## Excerpted text
= = =

REALITY: Stevie Nicks did, in fact, grotesquely injure her nose due to drug addiction in the 1970s and ’80s, burning a hole on the inside of it that she describes as “the size of a dime.”
In January 2015, Stevie acknowledged her physically disastrous drug use and some media sources published that she “confessed” to anal cocaine ingestion, only to then chalk it up to “rumors.” Until we hear it from the lady herself, all those making such claims can go stuff it.
Jim Morrison Lives
RUMOR: Doors frontman Jim Morrison faked his death in 1971 and lives today in anonymous obscurity.
REALITY: Many Doors fans were so eager to believe that their Lizard King hero simply slipped into anonymous existence that their fervor in large part sparked the early-’80s Doors revival that climaxed with the famous Rolling Stone cover line: “Jim Morrison—He’s Hot, He’s Sexy, and He’s Dead.”
Truer words were never written.
The rumor also inspired two interesting cult films, the fictionalized Eddie and the Cruisers (1983) that generated the hit song “On the Dark Side” by John Cafferty and the Beaver Brown Band, as well as the utterly off-the-rails low-budget conspiracy potboiler Down on Us aka Beyond the Doors (1984), which contends that Morrison, Jimi Hendrix, and Janis Joplin fell prey to CIA assassination.

= = =

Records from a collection
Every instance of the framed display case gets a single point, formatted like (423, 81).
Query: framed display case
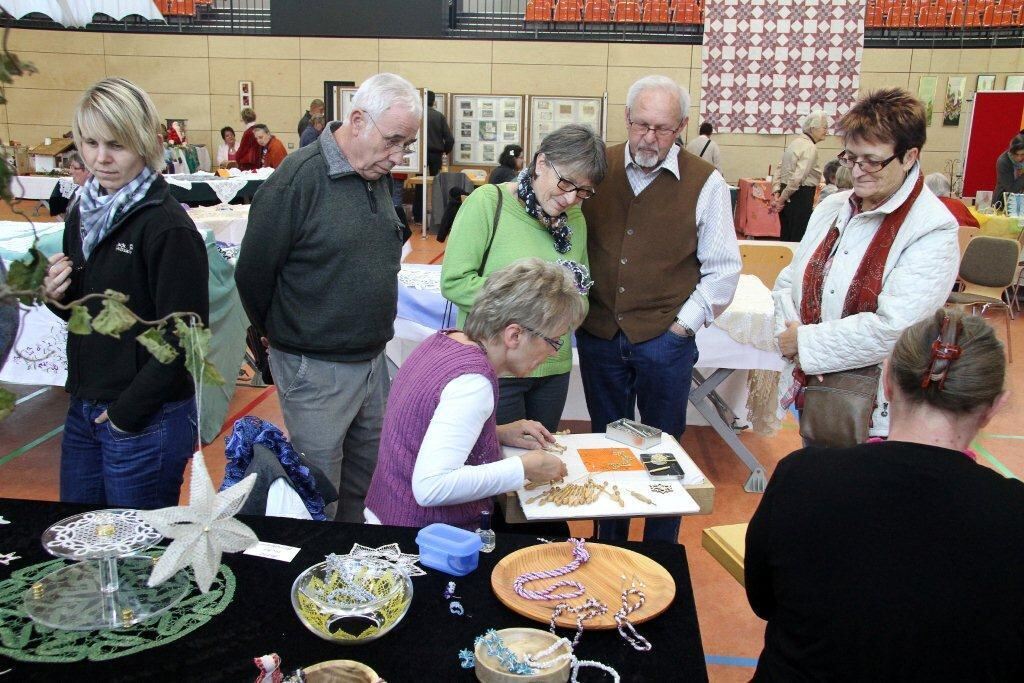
(482, 125)
(548, 114)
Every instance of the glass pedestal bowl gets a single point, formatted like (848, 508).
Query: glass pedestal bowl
(351, 600)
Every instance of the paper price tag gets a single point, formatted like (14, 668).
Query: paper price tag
(272, 551)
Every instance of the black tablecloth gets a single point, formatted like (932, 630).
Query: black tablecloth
(423, 647)
(202, 194)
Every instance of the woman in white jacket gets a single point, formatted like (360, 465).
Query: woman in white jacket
(873, 260)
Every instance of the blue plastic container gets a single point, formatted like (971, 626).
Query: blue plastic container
(449, 549)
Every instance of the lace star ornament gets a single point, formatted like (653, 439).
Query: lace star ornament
(203, 529)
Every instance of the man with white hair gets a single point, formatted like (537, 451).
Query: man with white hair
(799, 175)
(317, 275)
(665, 262)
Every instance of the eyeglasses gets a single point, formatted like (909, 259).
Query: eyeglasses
(553, 343)
(866, 165)
(567, 185)
(393, 144)
(662, 133)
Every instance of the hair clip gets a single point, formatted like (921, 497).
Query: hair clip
(944, 351)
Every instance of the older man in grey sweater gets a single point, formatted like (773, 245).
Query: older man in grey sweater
(317, 274)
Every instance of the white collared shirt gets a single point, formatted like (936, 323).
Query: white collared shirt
(718, 251)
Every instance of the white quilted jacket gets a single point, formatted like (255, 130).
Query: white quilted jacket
(918, 278)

= = =

## About this exercise
Copy out the whole text about the Stevie Nicks and Jim Morrison rumors word for word.

## Answer section
REALITY: Stevie Nicks did, in fact, grotesquely injure her nose due to drug addiction in the 1970s and ’80s, burning a hole on the inside of it that she describes as “the size of a dime.”
In January 2015, Stevie acknowledged her physically disastrous drug use and some media sources published that she “confessed” to anal cocaine ingestion, only to then chalk it up to “rumors.” Until we hear it from the lady herself, all those making such claims can go stuff it.
Jim Morrison Lives
RUMOR: Doors frontman Jim Morrison faked his death in 1971 and lives today in anonymous obscurity.
REALITY: Many Doors fans were so eager to believe that their Lizard King hero simply slipped into anonymous existence that their fervor in large part sparked the early-’80s Doors revival that climaxed with the famous Rolling Stone cover line: “Jim Morrison—He’s Hot, He’s Sexy, and He’s Dead.”
Truer words were never written.
The rumor also inspired two interesting cult films, the fictionalized Eddie and the Cruisers (1983) that generated the hit song “On the Dark Side” by John Cafferty and the Beaver Brown Band, as well as the utterly off-the-rails low-budget conspiracy potboiler Down on Us aka Beyond the Doors (1984), which contends that Morrison, Jimi Hendrix, and Janis Joplin fell prey to CIA assassination.